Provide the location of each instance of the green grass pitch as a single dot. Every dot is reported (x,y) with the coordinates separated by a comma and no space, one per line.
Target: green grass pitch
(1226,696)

____

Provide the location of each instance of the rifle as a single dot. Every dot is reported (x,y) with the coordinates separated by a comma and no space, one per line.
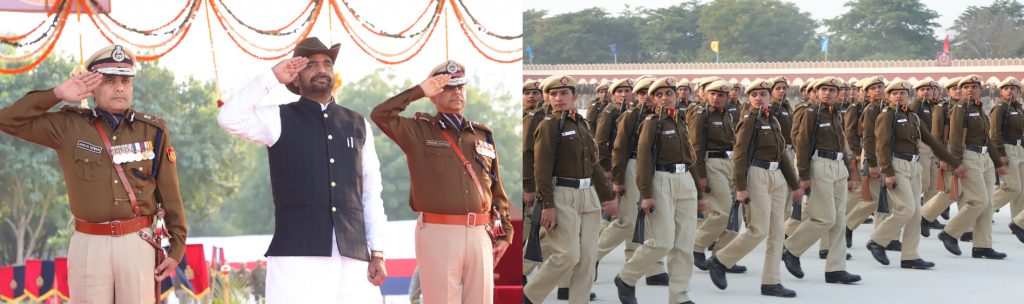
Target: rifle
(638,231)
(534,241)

____

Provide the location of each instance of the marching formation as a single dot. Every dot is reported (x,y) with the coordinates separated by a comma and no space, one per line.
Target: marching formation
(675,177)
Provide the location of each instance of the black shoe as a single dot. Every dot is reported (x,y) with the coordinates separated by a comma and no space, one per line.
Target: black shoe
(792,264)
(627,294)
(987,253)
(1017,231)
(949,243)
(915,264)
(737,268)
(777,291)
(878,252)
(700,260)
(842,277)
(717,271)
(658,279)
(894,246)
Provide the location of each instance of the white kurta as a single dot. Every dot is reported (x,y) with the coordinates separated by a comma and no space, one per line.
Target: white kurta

____

__ACTIVITY__.
Wherever the string "separated" appears in a line above, copy that line.

__EXERCISE RESPONSE__.
Provide the location of each instance of the green grass pitch as a single dot. Every dot is reported (x,y) with the coordinates separated by a comma and no space, one per line.
Provide the location of each instance of the rifle as a single dot. Every dot is reported (x,y) with the coordinates separated by a comma and no space, one per line.
Provide the location of each instance of the marching formation as a single dot. Every dot is reported (x,y) with the coordinates separated by a comma and no space, one per line.
Provide the location of each instance of the black shoe as a single dot. Every dot is reported (x,y) with the coordinates separated by a comma and no space, one per line.
Provide the location of each instance of the white kurta as a single dot. Every dot is reported (x,y) with the coordinates separated by a comma and no space, one per line.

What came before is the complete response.